Chão de Escola #03: As reformas urbanas de Pereira Passos (1902-1906) e a formação dos subúrbios e da zona sul

Autor: Samuel Silva Rodrigues de Oliveira (Cefet-RJ)

Apresentação da atividade

Segmento: 2º Ano ou 3º Ano do Ensino Médio

Unidade temática: Reforma urbana de Pereira Passos

Objeto de conhecimento: Primeira República e história da cidade do Rio de Janeiro

Objetivos gerais:

– Caracterizar a reforma de Pereira Passos (1902-1906);

– Contextualizar as mudanças no cotidiano das classes populares na reforma urbana;

– Compreender a formação social dos “subúrbios” e da zona sul na cidade do Rio de Janeiro.

Duração da atividade: 03 aulas de 50 min

AulasPlanejamento
01Etapa 1 e 2
02Etapa 3, 4, e 5
03Etapa 6 e 7
04Etapa 8

Conhecimento prévio:

– A história da construção da cidadania no pós-abolição e na Constituição de 1891.

Atividade

Atividade e recursos:

Etapa 1: Leitura coletiva em sala de aula do texto 1 escrito por Marly Motta explicando o significado da expressão “bota-abaixo”. Procure identificar as palavras desconhecidas, construir um vocabulário de conceitos históricos e estabelecer os núcleos de sentido do texto.

Texto 1: O “BOTA-ABAIXO” Por Marly Motta

Expressão criada para designar, ao mesmo tempo, o processo de reformas urbanas operado a partir de 1903 no Rio de Janeiro, então Distrito Federal, e o prefeito da cidade à época, Francisco Pereira Passos (1902-1906). Com a expressão “o Bota-Abaixo”, buscou-se destacar a maneira radical pela qual foi implementado um conjunto de obras públicas que então redefiniram a estrutura urbana da capital federal.
No início do século XX, o Rio de Janeiro era a principal e maior cidade do país. Os constantes fluxos migratórios e imigratórios favoreceram um intenso processo de urbanização, que demandava uma reestruturação espacial daquele que era considerado o cartão postal do país. Na base desse debate sobre a necessidade de um planejamento urbano – tanto no Rio quanto em Paris –, esteve presente o conceito de política higienista, relacionada com as precárias condições sanitárias das habitações urbanas, especialmente as coletivas. Uma das figuras preeminentes desse debate foi Pereira Passos, que entre 1857 e 1860 frequentou vários cursos na École de Ponts et Chaussées em Paris, onde acompanhou as obras empreendidas por Georges Haussmann com o intuito de transformar a capital francesa em uma cidade “civilizada”, de acordo com os padrões da época. À frente da prefeitura do departamento do Sena, Haussmann desbastou o emaranhado de ruas estreitas, pôs abaixo habitações populares, e construiu em seu lugar um conjunto monumental de largas e extensas avenidas.

▶ Informações fornecidas

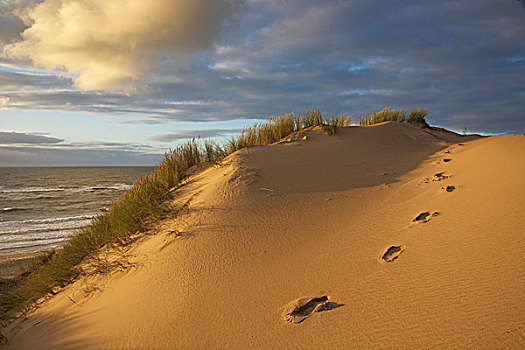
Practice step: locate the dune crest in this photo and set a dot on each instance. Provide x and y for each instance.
(276, 234)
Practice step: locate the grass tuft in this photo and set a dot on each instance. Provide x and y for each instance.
(148, 200)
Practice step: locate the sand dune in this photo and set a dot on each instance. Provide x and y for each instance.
(388, 236)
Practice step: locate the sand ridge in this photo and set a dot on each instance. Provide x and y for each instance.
(312, 244)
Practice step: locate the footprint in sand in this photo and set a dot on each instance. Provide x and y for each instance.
(449, 188)
(424, 216)
(299, 310)
(392, 253)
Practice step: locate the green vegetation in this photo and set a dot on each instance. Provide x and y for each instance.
(148, 200)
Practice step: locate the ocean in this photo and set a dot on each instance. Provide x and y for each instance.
(41, 207)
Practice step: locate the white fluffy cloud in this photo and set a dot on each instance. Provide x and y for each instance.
(107, 44)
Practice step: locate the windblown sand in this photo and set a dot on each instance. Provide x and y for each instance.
(365, 239)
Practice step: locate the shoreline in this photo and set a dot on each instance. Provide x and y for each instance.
(11, 263)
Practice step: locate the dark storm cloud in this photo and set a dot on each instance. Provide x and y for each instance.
(188, 134)
(16, 137)
(36, 156)
(463, 60)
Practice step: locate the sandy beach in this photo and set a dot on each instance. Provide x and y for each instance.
(387, 236)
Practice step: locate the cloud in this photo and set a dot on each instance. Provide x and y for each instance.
(23, 138)
(461, 60)
(108, 44)
(188, 134)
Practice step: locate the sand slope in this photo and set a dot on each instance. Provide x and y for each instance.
(282, 248)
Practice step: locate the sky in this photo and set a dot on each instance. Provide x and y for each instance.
(120, 82)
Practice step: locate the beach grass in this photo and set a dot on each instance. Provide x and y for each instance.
(148, 200)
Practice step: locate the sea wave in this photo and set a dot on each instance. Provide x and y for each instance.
(97, 187)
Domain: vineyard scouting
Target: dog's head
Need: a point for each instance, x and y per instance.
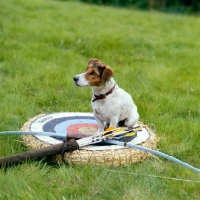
(96, 74)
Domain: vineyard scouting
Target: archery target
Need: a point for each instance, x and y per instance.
(69, 122)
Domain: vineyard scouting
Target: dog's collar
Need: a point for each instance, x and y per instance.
(103, 96)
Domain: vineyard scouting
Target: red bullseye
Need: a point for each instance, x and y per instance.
(82, 128)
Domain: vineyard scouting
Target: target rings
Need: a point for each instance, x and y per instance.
(66, 122)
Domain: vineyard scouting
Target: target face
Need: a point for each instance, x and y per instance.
(69, 122)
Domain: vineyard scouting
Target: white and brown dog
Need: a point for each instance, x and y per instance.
(110, 103)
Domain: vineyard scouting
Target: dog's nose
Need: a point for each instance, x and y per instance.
(75, 79)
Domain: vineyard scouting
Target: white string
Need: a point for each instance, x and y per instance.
(154, 176)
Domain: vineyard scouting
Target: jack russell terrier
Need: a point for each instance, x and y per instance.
(110, 103)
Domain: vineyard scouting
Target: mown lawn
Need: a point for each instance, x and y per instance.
(155, 57)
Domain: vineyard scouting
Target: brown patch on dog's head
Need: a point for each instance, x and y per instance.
(97, 73)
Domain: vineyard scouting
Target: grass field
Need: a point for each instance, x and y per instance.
(155, 57)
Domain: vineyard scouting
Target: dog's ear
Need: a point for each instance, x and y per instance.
(107, 73)
(92, 60)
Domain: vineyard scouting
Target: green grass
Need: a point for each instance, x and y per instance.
(155, 57)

▶ Descrição da tarefa
Segundo o trecho da fonte sobre as reformas de Pereira Passos, em que escola ele frequentou cursos entre 1857 e 1860?

▶ Resposta completa
Na École de Ponts et Chaussées, em Paris.